• What to work on:
(1) Answer these questions using the flowering tea text below:
(a) What kind of tea buds are all the flowering teas made with?
(b) In what manner are the flowering teas tied?
(c) What does the Flowering Osmanthus green tea get hand tied around?
(2) From the flowering tea text below, extract everything from "About Flowering Tea" down to "heavenly sweet taste.", copying it word for word.

• Provided text:
*-*-*

About Flowering Tea
A Treat for All the Senses
When produced by skilled masters, flowering teas can be both refreshing and delicious as well as a truly stunning sight. When high quality tea, and fresh whole flowers are handled with care, taste does not need to be compromised for theatre. All of our Flowering teas are made with spring green tea buds and beautiful aromatic flowers that imbue the infusion with the delicate floral scent of Jasmine, Amaranth or Osmanthus. Our flowering teas are all individually hand-tied in the traditional way.
The Taste of True Flowering Tea
A refreshing floral green tea base is lifted by a carefully chosen combination of flowers. Our Flowering Osmanthus is sweet and soothing green tea hand tied around sweet-tasting osmanthus blossoms and orange lily petals. The result is a hypnotic display of colour, with a heavenly sweet taste.
Explore our full range of Flowering teas to discover the breadth of flavours.

*-*-*

• Recorded data:
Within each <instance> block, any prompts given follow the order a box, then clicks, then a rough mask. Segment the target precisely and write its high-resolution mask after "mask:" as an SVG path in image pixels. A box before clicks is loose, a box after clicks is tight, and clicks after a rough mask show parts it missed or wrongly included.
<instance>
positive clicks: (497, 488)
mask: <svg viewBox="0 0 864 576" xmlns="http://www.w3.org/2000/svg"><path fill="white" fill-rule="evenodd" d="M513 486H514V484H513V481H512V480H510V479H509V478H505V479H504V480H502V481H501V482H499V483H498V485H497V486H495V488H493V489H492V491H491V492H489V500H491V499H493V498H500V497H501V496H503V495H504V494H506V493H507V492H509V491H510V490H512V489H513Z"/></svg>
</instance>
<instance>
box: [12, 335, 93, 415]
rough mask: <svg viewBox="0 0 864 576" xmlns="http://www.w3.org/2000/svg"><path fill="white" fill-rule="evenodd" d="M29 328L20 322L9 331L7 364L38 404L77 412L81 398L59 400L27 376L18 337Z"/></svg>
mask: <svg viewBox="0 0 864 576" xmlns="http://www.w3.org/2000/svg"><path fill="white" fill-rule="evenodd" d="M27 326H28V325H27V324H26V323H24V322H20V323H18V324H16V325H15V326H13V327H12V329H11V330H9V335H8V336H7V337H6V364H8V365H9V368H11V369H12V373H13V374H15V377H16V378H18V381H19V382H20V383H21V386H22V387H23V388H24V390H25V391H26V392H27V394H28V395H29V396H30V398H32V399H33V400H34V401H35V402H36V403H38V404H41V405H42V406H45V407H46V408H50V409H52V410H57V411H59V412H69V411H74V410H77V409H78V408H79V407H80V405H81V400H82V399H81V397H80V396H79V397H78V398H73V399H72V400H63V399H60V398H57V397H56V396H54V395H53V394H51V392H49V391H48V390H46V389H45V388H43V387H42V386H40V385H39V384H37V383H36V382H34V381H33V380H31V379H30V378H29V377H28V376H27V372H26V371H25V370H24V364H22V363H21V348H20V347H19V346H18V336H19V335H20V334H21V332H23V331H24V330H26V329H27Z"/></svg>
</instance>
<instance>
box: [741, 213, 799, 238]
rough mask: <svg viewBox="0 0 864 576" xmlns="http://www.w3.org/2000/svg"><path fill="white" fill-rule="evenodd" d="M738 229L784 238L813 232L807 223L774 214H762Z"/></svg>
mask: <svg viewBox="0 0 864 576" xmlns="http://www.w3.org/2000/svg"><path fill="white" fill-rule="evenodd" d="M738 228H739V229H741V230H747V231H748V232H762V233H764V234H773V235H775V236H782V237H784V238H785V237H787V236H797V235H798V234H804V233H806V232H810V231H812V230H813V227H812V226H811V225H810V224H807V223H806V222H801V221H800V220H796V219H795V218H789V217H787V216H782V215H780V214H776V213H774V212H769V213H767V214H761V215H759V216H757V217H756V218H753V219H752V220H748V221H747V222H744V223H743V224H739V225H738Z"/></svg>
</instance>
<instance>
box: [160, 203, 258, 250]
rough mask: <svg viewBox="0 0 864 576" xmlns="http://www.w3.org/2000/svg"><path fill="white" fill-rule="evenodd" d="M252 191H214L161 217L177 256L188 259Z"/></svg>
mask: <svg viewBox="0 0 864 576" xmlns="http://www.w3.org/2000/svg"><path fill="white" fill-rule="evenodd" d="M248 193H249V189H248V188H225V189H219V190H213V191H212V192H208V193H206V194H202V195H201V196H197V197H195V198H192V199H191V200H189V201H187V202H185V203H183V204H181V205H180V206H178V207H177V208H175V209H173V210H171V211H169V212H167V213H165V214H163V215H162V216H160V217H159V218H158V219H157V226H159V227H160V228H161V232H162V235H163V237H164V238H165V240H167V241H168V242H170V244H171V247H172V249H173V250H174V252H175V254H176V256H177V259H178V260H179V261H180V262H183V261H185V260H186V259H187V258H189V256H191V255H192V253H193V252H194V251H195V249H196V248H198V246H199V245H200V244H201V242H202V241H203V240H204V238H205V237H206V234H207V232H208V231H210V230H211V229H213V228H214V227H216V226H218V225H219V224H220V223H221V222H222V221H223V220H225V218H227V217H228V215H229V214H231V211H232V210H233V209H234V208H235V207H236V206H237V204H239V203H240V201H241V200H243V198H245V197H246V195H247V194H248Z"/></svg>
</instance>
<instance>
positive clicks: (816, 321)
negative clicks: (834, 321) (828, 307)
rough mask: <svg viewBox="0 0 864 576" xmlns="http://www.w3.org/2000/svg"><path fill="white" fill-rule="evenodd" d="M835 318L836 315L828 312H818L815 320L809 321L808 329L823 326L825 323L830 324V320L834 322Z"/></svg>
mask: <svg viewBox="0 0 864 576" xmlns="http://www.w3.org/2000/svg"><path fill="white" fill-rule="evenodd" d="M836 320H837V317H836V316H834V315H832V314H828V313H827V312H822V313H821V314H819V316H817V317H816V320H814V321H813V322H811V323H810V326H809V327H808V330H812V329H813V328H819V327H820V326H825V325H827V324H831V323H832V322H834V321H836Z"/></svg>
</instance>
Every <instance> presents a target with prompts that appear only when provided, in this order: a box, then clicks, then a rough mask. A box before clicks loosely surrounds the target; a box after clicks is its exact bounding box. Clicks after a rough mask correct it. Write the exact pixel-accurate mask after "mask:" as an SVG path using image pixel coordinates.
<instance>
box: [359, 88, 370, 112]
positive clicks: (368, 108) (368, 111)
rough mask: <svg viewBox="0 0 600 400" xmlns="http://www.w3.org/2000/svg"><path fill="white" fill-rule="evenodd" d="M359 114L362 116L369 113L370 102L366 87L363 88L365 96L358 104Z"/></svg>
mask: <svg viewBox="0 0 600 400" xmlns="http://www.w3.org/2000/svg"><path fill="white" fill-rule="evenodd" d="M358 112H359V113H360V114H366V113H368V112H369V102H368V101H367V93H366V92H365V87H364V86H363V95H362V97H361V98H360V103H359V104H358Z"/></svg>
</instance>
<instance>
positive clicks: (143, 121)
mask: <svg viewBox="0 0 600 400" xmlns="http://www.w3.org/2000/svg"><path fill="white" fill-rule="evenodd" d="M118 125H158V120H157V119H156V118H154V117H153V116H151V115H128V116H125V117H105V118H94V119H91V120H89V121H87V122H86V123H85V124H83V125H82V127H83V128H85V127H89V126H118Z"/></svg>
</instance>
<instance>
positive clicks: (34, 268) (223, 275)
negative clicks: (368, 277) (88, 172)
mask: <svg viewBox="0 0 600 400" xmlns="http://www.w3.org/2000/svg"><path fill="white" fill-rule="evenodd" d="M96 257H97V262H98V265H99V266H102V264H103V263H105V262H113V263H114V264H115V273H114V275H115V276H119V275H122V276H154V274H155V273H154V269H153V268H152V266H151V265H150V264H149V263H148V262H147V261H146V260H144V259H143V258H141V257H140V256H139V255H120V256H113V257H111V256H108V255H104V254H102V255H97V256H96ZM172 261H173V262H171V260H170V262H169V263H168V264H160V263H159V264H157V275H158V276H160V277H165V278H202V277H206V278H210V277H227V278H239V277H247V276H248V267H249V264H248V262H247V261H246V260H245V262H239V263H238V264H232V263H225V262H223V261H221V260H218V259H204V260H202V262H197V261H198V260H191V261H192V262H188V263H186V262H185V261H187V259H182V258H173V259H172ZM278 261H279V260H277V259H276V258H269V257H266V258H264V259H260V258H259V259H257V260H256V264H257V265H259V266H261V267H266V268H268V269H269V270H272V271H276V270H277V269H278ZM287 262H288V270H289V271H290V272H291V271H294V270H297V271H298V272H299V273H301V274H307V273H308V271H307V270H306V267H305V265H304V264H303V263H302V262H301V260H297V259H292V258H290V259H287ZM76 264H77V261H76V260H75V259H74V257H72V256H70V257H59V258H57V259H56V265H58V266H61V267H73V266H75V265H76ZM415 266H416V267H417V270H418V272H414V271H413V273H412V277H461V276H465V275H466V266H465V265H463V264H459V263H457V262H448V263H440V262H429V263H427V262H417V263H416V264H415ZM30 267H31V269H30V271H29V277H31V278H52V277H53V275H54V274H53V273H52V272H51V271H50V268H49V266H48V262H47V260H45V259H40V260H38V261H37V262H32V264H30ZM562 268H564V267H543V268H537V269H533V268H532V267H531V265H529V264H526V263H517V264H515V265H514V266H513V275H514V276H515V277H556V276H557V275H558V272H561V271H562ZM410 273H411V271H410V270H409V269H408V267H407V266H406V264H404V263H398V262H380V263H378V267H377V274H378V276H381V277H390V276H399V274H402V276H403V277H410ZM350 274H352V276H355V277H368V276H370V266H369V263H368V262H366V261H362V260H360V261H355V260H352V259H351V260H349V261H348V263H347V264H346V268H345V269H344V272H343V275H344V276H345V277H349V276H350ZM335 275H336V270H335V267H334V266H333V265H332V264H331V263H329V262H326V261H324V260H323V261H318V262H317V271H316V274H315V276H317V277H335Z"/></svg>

*-*-*

• Solutions to the problems:
(1)
(a) Spring green tea buds.
(b) Each is individually hand-tied in the traditional way.
(c) Sweet-tasting osmanthus blossoms and orange lily petals.

(2)
About Flowering Tea
A Treat for All the Senses
When produced by skilled masters, flowering teas can be both refreshing and delicious as well as a truly stunning sight. When high quality tea, and fresh whole flowers are handled with care, taste does not need to be compromised for theatre. All of our Flowering teas are made with spring green tea buds and beautiful aromatic flowers that imbue the infusion with the delicate floral scent of Jasmine, Amaranth or Osmanthus. Our flowering teas are all individually hand-tied in the traditional way.
The Taste of True Flowering Tea
A refreshing floral green tea base is lifted by a carefully chosen combination of flowers. Our Flowering Osmanthus is sweet and soothing green tea hand tied around sweet-tasting osmanthus blossoms and orange lily petals. The result is a hypnotic display of colour, with a heavenly sweet taste.